[TEXT EXTRACT]
--------------------------------------------------

Immigration is one of the most crucial issues facing the country this election season. Yet it is also an issue with no easy answers; one that stirs up strong feelings on all sides; and one fraught with misunderstanding and fear.

There are 8 to 12 million undocumented immigrants currently living and working in the US, with tens of thousands more entering the country every year. Though these immigrants cannot vote, their low wages form part of the backbone of the US economy.

Meanwhile, naturalized immigrants and citizen children of immigrants represent a large and growing block of voters, with Latinos in particular having a major presence in swing states. There are about six million undocumented Mexican immigrants in the US, and Latinos -- including millions with voting rights -- are considered to be the fastest growing ethnic group in the country. The 2000 census counted over 35 million Latinos in the US, an increase of 50 percent from 1990. Estimates put out by the Census Bureau for 2003 count Hispanics as the largest and fastest growing minority group in the nation, with more than 40 million Hispanic citizens and immigrants present in the US.

Walking a Fine Line

Some saw it as a step in the right direction, allowing immigrants a necessary way to earn money to bring back home. Others decried the proposal, calling it an exploitive way to benefit from cheap immigrant labor without giving them a path to citizenship.

Both candidates have made a point of discussing immigration as a positive and necessary force in the country, and of urging tolerance, respect and advocacy for immigrants. Nevertheless, they don’t want to take it too far, since the focus on national security in the post-9/11 era has led to anti-immigrant hysteria and an intense interest in "securing" the country’s borders. Additionally as the economy continues to sputter, there are large blocks of non-immigrant voters who believe that immigrants are stealing jobs and draining state resources from US-born citizens.

Both Bush and Kerry advocate more scrutiny and tracking of immigrants as well as tighter border security. These policies, say immigrants’ rights advocates, are not inherently contrary to immigrants’ rights but become so when carried out in the wrong way. For example, as part of the so-called "war on terrorism," the Bush administration oversaw raids on airports and other "high security" workplaces in which scores of undocumented immigrants were fired, detained and in some cases deported under the assumption they posed a risk to national security. Not one was found to have any links to terror, and charges of human and civil rights abuses during their detentions were rampant.

--------------------------------------------------

[Annotated coordinate records]
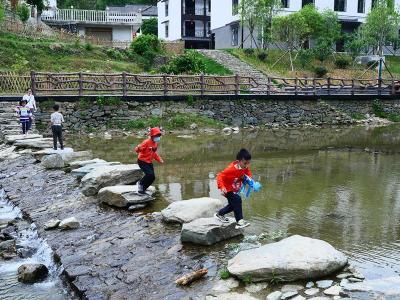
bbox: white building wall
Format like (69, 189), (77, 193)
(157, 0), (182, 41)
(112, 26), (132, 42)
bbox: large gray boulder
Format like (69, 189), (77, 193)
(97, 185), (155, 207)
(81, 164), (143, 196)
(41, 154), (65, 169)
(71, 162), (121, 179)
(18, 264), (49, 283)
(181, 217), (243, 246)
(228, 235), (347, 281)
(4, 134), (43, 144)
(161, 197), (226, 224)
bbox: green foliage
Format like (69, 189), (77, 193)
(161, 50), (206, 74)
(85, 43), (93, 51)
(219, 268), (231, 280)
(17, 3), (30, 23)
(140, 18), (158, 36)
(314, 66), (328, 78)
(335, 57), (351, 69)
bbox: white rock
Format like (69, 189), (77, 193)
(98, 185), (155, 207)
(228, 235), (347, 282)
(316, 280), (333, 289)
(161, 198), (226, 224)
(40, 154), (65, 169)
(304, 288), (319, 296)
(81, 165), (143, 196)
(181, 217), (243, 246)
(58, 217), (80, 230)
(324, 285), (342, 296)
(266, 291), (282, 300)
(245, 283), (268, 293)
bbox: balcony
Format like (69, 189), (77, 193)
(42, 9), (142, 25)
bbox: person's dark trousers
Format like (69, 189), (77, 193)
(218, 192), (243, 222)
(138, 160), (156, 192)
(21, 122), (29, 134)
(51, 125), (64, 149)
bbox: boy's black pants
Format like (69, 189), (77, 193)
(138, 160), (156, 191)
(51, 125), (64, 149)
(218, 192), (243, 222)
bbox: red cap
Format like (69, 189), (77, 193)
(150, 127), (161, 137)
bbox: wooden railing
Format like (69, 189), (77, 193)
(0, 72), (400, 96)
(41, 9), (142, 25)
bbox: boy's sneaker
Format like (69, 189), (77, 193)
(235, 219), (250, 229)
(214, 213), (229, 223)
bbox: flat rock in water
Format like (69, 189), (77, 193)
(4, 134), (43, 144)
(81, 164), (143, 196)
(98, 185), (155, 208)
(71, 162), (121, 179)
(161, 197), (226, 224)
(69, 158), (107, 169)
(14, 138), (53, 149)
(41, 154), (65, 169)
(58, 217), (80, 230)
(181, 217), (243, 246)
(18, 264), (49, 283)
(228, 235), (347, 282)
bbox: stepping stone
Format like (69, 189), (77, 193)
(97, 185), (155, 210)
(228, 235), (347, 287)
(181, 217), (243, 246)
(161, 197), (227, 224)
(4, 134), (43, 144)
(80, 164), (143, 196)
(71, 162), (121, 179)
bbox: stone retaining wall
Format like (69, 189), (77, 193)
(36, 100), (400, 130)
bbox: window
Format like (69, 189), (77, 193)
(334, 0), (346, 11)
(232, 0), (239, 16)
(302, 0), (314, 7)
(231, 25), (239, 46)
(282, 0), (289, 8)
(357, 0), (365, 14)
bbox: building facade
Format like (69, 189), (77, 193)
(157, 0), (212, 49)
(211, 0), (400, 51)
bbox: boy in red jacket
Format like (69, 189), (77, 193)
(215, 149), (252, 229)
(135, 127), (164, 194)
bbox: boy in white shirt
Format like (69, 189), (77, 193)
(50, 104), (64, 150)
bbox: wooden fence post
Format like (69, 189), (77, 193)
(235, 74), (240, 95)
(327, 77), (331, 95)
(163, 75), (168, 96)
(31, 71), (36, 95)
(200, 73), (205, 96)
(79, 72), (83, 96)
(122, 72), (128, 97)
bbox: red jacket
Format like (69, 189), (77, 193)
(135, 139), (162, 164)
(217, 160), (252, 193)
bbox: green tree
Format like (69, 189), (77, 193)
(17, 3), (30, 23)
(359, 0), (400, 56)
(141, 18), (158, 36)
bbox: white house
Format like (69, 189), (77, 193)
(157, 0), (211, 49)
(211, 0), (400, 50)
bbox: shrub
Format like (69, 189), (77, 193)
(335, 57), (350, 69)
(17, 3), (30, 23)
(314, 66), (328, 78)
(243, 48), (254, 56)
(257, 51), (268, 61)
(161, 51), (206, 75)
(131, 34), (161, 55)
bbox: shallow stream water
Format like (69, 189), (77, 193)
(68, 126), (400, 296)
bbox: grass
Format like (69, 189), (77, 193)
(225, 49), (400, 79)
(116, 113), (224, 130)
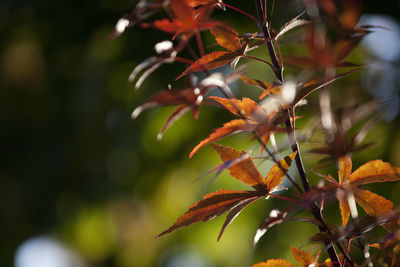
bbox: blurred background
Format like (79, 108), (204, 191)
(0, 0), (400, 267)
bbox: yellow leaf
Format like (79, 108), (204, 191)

--------------------------------------------------

[STATED TASK]
According to the passage on immigration, how many Latinos did the 2000 census count in the US? The items were taken from a separate source.

[SOLUTION]
Over 35 million.